EXTRACT PROVIDED:
-- Opening Marker --
Alpha Kappa Alpha Sorority Inc. sisters and leaders in their respective arenas, Congresswoman Frederica Wilson and Dr. Glenda Glover have structured a groundbreaking partnership that will open the doors of higher education opportunity to students from Miami-Dade, Broward, and Duval Counties in Florida. Glover, president of Tennessee State University (TSU), has awarded full scholarships to twelve students from the 5000 Role Models of Excellence Project, a dropout prevention and mentorship program for boys and young men of color that was founded by Wilson in 1993.
This Florida to Nashville higher education pipeline is not new but is one that is being reinvigorated and reinforced with this new effort. Wilson herself went to Nashville to attend Fisk University after graduating from Miami Northwestern Senior High School. TSU is continuing to show that institutions of higher education can be hubs for providing pathways to access post-secondary educational instruction, connect students with emerging economic opportunities, and inspire them to fulfill their purpose. The university is rapidly asserting itself not just as a bedrock institution for students within the state of Tennessee but also as a national academic destination as it has been in years past for those who want to gain the training to maximize their potential.
-- Closing Marker --
ACTIVITY 1:
Answer these about the passage on the Tennessee State University scholarships:
(a) In what year was the 5000 Role Models of Excellence Project founded?
(b) Which university did Wilson attend in Nashville?
(c) How many students received full scholarships?
ACTIVITY 2: Repeat the part of the passage on the Tennessee State University scholarships starting at "This Florida to" and ending at "maximize their potential.".
ACTIVITY 3: Which Florida counties does the passage on the Tennessee State University scholarships name?

DATASET RECORDS:
-- Opening Marker --
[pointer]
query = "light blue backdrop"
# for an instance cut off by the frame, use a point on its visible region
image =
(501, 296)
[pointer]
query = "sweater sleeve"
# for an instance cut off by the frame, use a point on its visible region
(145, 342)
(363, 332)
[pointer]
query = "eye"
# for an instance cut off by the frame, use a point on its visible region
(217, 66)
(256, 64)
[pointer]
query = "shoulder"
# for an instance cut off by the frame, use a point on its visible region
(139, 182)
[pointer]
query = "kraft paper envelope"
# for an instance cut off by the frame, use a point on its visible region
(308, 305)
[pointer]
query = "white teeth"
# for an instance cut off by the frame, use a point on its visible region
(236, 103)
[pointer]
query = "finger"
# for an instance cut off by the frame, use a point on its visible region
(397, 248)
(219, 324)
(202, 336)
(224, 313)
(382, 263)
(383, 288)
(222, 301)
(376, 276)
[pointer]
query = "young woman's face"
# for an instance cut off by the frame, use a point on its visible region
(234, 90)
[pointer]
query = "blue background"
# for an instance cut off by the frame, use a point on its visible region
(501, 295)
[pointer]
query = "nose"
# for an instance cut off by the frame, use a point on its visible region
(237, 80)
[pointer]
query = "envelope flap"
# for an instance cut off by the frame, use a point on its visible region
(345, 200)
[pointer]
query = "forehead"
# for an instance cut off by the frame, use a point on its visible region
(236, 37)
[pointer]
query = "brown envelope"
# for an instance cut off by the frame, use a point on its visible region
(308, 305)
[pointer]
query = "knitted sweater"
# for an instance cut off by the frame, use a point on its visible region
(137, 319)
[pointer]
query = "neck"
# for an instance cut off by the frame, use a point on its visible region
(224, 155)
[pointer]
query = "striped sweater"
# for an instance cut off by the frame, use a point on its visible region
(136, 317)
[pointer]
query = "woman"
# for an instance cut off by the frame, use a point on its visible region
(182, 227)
-- Closing Marker --
RESPONSE AREA 1:
(a) 1993
(b) Fisk University
(c) Twelve

RESPONSE AREA 2:
This Florida to Nashville higher education pipeline is not new but is one that is being reinvigorated and reinforced with this new effort. Wilson herself went to Nashville to attend Fisk University after graduating from Miami Northwestern Senior High School. TSU is continuing to show that institutions of higher education can be hubs for providing pathways to access post-secondary educational instruction, connect students with emerging economic opportunities, and inspire them to fulfill their purpose. The university is rapidly asserting itself not just as a bedrock institution for students within the state of Tennessee but also as a national academic destination as it has been in years past for those who want to gain the training to maximize their potential.

RESPONSE AREA 3: Miami-Dade, Broward, Duval